Task data section start
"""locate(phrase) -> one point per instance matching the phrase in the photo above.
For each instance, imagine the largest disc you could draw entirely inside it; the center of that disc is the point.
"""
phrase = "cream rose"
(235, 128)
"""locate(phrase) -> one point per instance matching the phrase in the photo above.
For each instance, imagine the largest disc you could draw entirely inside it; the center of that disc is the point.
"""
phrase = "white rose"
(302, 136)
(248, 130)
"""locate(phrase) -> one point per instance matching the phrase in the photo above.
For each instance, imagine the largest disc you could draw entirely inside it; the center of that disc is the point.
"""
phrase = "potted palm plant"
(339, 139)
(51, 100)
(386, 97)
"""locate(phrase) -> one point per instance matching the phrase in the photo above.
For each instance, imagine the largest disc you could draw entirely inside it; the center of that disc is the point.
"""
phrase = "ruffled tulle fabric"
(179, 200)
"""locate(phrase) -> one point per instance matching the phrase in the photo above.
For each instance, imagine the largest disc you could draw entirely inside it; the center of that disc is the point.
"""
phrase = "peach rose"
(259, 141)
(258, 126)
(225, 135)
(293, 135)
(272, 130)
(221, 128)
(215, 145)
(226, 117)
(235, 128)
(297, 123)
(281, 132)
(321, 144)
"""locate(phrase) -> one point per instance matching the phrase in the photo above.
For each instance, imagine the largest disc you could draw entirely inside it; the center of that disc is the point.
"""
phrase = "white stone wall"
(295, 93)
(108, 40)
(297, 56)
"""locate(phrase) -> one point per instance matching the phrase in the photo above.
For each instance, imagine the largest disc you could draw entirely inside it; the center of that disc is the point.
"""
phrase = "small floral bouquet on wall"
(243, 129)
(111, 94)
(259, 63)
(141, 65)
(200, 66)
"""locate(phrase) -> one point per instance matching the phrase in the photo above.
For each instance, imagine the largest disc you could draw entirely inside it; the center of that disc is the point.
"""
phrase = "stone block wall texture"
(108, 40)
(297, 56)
Task data section end
> _Activity_
The exact wording of every entry above should be written out again.

> _Result of the exercise_
"""locate(phrase) -> one point per instance matching the phrase in the photo above.
For each instance, imagine the largest disc you could draw entirely inside it; the center of that disc is the point.
"""
phrase = "cream rose"
(235, 128)
"""locate(phrase) -> one point per instance matching the phrase in the photo above.
For each instance, imagine the largest disc you could draw entirely inside it; the center of that disc is the point.
"""
phrase = "white rose"
(302, 136)
(248, 130)
"""locate(phrase) -> one point per instance matching the phrase in the photo above.
For each instance, imagine the largest disc you could draw entirely inside it; the center of that disc is the point.
"""
phrase = "potted palm plant"
(339, 139)
(51, 100)
(386, 97)
"""locate(phrase) -> one point per instance matching the phrase in the photo above.
For each instance, imagine the largest disc you could draw entirely inside it; the center of that disc is the point.
"""
phrase = "ruffled tulle fabric"
(179, 200)
"""locate(phrase) -> one point per instance matching the phrase in the photo above.
For each instance, imagine the largest disc you could draw entirely inside it; the center of that disc is the point.
"""
phrase = "peach rose"
(259, 141)
(258, 126)
(225, 135)
(293, 135)
(272, 130)
(221, 128)
(215, 145)
(226, 117)
(235, 128)
(297, 123)
(281, 132)
(321, 144)
"""locate(phrase) -> one point per instance matching the phrase in the photo above.
For each instance, imagine the largest disc you could draw entirely inside it; the center of that disc is the point.
"""
phrase = "white stone wall"
(295, 93)
(108, 40)
(297, 56)
"""locate(phrase) -> one point per instance matching the phrase in the photo above.
For each instance, imagine the largest disc you could draw entirely inside it; the center of that disc is the point.
"""
phrase = "small floral bouquet on wall"
(243, 129)
(111, 94)
(259, 63)
(141, 65)
(200, 66)
"""locate(phrase) -> one point per instance matching the phrase in the photo above.
For each instance, imagine the largest disc you could draw entirely inside it; the center of that disc is the point.
"""
phrase = "stone block wall texture"
(108, 40)
(297, 56)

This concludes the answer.